[Begin]

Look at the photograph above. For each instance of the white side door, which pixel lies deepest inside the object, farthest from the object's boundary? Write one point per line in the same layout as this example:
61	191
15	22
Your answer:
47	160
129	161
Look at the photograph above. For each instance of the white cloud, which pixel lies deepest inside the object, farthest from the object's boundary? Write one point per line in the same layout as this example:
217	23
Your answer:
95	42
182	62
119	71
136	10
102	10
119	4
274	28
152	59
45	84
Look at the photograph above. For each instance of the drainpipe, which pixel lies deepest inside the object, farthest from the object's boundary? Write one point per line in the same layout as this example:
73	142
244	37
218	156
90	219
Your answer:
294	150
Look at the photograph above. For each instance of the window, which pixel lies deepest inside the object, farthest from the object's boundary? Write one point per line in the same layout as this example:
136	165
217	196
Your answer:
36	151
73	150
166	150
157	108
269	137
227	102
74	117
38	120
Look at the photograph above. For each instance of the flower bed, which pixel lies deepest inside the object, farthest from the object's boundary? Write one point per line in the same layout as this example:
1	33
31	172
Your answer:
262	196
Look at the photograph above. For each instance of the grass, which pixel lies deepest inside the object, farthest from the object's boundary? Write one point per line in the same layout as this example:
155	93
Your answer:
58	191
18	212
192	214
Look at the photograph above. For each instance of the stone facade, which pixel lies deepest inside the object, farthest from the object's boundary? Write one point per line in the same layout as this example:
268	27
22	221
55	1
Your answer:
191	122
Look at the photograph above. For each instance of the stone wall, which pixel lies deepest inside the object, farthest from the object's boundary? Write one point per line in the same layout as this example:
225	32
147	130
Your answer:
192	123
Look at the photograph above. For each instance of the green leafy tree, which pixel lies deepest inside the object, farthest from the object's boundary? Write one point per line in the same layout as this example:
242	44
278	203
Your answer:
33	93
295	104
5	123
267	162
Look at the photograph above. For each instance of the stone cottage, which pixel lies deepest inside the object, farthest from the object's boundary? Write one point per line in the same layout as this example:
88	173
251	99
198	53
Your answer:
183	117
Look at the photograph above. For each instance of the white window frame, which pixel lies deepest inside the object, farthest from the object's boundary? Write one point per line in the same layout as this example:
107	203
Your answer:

[End]

» Aim: Reproduce word for word the entries above, starting with the line that contains "the white window" and going on through the last line of the entries.

» Output for this exercise:
Look at the photograph above. For each instance of the white window frame, which pixel lies deepest inside the object, farthest from the object's boundary? Write one point per line in the same layout as this example:
107	203
Your answer:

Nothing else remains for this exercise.